## Records for this exercise
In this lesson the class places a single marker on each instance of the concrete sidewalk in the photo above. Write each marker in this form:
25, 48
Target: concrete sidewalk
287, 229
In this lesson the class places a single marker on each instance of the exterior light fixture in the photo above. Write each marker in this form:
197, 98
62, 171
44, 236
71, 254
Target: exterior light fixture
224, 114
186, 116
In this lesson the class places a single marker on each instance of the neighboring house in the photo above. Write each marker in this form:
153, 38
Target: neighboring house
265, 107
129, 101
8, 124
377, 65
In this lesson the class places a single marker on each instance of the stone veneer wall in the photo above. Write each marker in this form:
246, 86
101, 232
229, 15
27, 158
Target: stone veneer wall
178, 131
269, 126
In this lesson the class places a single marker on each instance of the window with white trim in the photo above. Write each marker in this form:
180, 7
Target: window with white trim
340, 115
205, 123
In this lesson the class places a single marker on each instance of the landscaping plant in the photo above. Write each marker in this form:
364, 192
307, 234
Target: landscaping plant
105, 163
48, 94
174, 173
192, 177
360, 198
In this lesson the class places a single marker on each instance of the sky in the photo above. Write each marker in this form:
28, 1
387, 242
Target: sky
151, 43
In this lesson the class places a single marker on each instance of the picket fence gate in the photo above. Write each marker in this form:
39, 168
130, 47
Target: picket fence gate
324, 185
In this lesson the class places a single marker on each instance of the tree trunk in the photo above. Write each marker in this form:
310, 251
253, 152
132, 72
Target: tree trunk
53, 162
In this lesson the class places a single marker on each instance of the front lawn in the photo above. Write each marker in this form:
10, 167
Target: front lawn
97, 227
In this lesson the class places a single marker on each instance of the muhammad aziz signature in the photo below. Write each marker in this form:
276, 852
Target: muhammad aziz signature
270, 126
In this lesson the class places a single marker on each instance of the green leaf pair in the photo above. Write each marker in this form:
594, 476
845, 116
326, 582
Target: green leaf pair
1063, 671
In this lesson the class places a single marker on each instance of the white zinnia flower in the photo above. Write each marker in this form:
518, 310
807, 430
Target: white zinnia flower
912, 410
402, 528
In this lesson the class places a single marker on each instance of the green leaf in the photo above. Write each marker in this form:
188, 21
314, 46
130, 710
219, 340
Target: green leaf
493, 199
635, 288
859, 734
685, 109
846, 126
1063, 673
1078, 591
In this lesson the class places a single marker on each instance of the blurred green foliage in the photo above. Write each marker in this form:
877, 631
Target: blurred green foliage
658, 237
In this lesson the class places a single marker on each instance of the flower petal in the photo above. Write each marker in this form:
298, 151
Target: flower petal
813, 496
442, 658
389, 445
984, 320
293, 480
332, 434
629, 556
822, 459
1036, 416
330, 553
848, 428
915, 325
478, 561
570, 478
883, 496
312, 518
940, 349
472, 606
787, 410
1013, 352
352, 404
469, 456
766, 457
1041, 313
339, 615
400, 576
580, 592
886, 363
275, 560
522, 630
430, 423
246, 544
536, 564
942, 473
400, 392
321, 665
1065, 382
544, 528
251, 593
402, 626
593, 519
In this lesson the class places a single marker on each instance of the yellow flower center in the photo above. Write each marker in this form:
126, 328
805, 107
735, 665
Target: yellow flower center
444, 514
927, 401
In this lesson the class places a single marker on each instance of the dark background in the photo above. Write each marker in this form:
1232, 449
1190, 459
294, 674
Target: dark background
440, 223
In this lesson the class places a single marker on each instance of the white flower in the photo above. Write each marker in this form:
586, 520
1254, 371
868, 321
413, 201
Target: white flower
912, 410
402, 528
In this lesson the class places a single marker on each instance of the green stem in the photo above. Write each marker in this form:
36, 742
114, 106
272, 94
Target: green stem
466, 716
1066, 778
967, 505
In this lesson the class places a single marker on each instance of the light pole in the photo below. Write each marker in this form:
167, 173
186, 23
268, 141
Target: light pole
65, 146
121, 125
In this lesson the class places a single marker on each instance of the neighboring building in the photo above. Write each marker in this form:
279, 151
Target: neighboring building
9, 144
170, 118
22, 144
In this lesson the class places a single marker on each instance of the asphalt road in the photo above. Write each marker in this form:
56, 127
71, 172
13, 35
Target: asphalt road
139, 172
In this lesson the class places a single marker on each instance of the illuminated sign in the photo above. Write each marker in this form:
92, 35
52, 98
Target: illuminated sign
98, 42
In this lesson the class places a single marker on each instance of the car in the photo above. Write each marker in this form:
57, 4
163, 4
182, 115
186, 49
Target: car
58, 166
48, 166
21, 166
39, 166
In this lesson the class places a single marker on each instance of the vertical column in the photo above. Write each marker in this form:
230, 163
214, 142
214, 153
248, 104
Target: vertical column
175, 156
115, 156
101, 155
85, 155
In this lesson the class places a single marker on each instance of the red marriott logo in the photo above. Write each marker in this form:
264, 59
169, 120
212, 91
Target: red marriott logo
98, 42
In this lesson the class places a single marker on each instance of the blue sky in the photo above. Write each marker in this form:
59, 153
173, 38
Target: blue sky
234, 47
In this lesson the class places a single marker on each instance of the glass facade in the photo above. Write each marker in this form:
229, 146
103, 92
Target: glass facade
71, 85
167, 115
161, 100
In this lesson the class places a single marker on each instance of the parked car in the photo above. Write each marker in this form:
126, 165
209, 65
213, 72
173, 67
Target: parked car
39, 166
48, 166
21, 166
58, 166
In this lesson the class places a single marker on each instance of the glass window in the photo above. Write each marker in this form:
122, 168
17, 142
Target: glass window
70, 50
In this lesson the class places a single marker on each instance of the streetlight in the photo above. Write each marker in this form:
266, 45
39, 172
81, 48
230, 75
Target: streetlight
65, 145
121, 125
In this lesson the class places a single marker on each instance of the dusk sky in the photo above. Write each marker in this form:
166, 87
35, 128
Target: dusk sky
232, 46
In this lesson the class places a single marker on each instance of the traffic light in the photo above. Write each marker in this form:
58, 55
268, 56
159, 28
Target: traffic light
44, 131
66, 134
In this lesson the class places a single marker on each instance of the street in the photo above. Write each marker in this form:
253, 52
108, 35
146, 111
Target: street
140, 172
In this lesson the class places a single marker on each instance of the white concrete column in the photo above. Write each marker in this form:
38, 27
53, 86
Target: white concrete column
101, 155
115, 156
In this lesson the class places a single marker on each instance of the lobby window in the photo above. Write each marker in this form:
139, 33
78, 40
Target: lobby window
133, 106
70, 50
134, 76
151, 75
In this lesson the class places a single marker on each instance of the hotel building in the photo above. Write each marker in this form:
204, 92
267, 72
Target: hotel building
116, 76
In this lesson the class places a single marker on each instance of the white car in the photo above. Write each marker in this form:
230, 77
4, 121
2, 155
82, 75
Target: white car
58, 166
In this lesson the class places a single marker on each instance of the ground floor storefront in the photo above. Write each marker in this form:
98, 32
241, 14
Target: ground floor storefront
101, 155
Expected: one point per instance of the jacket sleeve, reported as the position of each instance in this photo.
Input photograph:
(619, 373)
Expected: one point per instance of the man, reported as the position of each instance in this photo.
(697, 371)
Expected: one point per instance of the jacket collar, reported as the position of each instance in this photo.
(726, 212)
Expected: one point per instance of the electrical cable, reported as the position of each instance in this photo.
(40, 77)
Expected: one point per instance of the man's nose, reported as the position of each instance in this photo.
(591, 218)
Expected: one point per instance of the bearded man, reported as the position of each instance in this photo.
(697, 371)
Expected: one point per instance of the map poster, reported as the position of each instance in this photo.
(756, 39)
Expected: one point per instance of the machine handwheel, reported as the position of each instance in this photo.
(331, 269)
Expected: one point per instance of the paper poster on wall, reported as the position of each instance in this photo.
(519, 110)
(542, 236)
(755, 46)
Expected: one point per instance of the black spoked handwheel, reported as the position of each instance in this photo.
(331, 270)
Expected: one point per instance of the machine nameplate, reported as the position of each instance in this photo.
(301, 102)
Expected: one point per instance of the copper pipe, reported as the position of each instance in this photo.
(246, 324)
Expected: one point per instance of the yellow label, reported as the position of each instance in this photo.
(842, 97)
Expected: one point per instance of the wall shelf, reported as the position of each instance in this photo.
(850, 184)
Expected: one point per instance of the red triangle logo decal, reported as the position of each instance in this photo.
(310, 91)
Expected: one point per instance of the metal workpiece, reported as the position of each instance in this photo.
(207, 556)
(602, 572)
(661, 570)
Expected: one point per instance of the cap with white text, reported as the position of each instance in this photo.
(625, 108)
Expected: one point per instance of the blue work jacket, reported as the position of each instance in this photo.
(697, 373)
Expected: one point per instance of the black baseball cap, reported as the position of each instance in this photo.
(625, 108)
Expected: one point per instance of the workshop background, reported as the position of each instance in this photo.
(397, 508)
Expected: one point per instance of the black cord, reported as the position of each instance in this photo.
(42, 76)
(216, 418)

## Task objective
When a line contains the string "below", copy it from the records.

## Exercise solution
In this lesson the class places a single marker on each instance of the muhammad aziz signature in the photo below. Write each marker in this form:
In this lesson the class places a single marker on each instance of the light pole in the photo below. Write each marker in this form:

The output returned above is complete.